> Problems to solve
a) Summarize the passage on Augusti Pagus in two sentences.
b) Answer these questions from the passage on Augusti Pagus, one per line:
(i) What event ended the settlement's nearly seven centuries of existence?
(ii) The veterans of which two legions did Augustus establish in Berytus?
(iii) To which god is the Latin dedication identifying a sanctuary near Niha addressed?

Augusti Pagus was a Roman settlement in Roman Phoenicia. It was created in the 110s AD and lasted nearly seven centuries until the Arab invasion of the Levant. The settlement was named in honor of Roman Emperor Augustus, who ordered the development of this pagus in the central-northern hills of the Beqaa Valley.

==History==

In the 1st century AD, after the Roman conquest of Phoenicia, the Roman Emperor Augustus settled some veterans of his legions in what is now central Lebanon.

Most of the Roman veterans settled in Berytus (The veterans of two Roman legions were established in the city of Berytus by emperor Augustus: the fifth Macedonian and the third Gallic), but a few moved to colonize the fertile Beqaa valley.

These few hundreds created the so-called "Augustus pagus" or "Augusti pagus".

The pagus was made of a group of farm-houses (owned by retired legionaries) in a relatively close and interconnected area where latin was spoken for some centuries.

Of special interest is the material from Niha, in the Beqa valley, where a series of inscriptions in Latin records the existence of a sanctuary of the Syrian Goddess of Niha’, Hadaranes, or Atargatis. One of those mentions the "Pagus Augustus", presumably an association of Latin-speaking Roman citizens which will have been settled there at the time of the foundation of the Roman colony. At this sanctuary some evidence of social integration has been detected. The sanctuary preserved its indigenous character, and the gods did not receive Graeco-Roman names. In contrast to the sanctuary at Heliopolis itself, the priests and prophetesses were peregrini, but the inscriptions also mention at least six Roman citizens and their relatives. A sanctuary nearby is identified by a dedication in Latin to the god Mifsenus. Benjamin Isaac ()

(Data for grounding points in images)
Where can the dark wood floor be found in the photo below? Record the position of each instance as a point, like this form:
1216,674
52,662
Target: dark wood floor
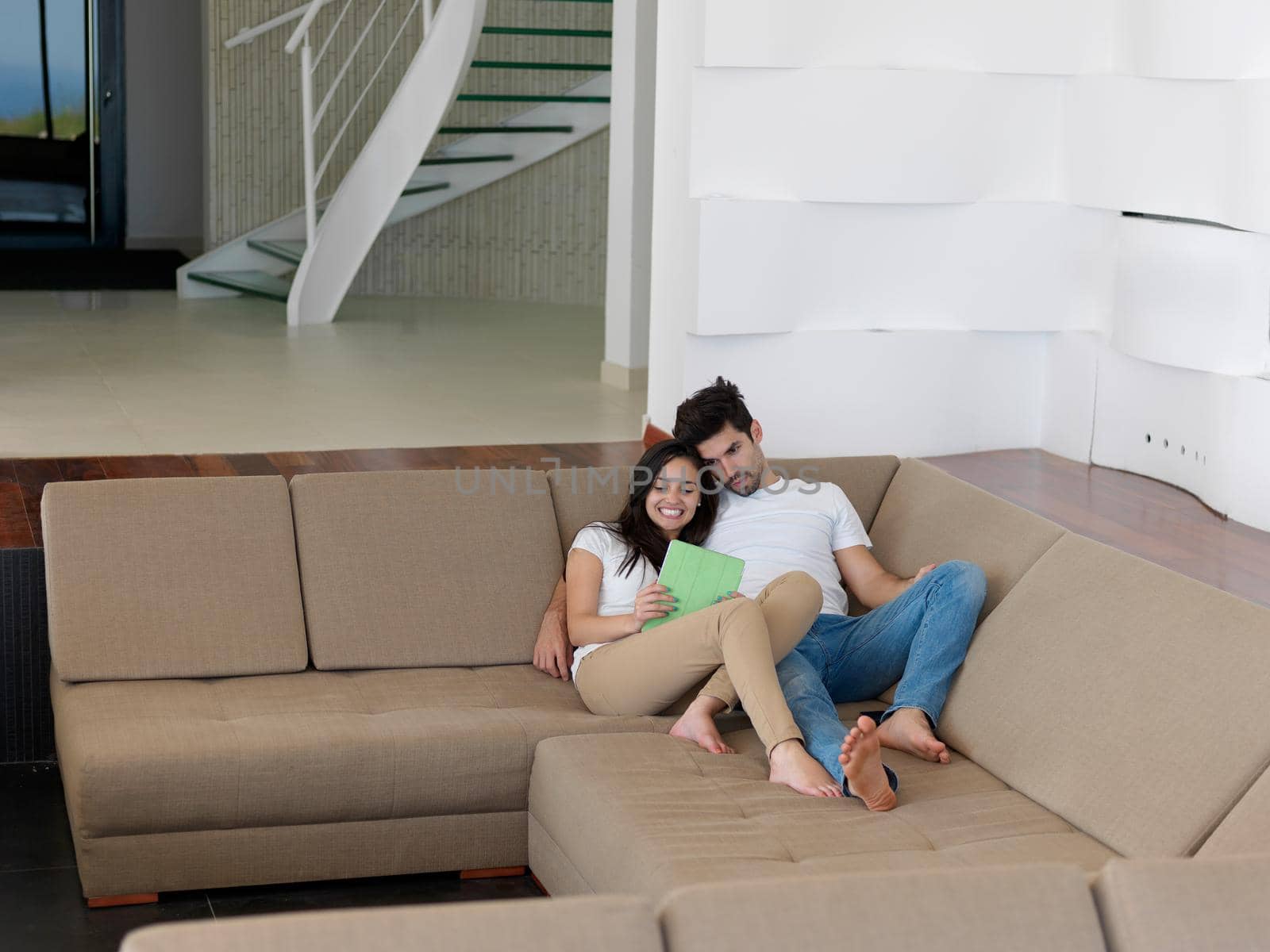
1133,513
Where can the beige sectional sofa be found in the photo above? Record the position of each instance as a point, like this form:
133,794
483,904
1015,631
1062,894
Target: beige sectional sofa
258,683
1162,905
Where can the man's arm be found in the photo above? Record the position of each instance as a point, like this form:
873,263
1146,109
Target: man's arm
872,584
552,651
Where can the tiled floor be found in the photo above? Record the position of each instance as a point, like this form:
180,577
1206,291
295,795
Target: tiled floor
89,374
41,907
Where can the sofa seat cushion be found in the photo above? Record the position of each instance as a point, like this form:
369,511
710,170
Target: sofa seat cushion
314,747
641,812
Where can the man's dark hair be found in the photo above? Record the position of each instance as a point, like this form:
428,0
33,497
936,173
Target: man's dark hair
709,410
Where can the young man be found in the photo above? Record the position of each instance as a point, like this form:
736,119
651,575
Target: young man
918,632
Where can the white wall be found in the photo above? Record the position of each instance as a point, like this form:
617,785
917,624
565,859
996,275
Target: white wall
164,102
899,228
630,192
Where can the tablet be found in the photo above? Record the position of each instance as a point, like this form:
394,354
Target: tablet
696,577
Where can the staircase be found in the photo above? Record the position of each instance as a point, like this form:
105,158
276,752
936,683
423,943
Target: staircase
463,117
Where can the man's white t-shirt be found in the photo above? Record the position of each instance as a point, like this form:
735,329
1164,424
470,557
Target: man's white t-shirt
793,524
616,592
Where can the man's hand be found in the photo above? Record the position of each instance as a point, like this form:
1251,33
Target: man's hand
921,573
872,584
552,653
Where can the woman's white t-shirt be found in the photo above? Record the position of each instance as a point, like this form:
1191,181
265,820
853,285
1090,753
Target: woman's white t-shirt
616,590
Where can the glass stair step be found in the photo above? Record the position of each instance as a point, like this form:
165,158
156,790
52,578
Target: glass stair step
479,130
510,98
248,282
425,187
283,249
514,65
546,32
467,159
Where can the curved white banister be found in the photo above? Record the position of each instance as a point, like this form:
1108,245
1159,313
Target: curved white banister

> Outputs in order
a) Augusti Pagus was a Roman settlement in Roman Phoenicia, created in the 110s AD in the central-northern hills of the Beqaa Valley and named for Emperor Augustus, and it lasted nearly seven centuries until the Arab invasion of the Levant. A few hundred Roman veterans who moved to colonize the valley formed it as a group of farm-houses where Latin was spoken for some centuries, and Latin inscriptions at Niha record a sanctuary there, one of them mentioning the "Pagus Augustus".

b)
(i) The Arab invasion of the Levant.
(ii) The fifth Macedonian and the third Gallic.
(iii) The god Mifsenus.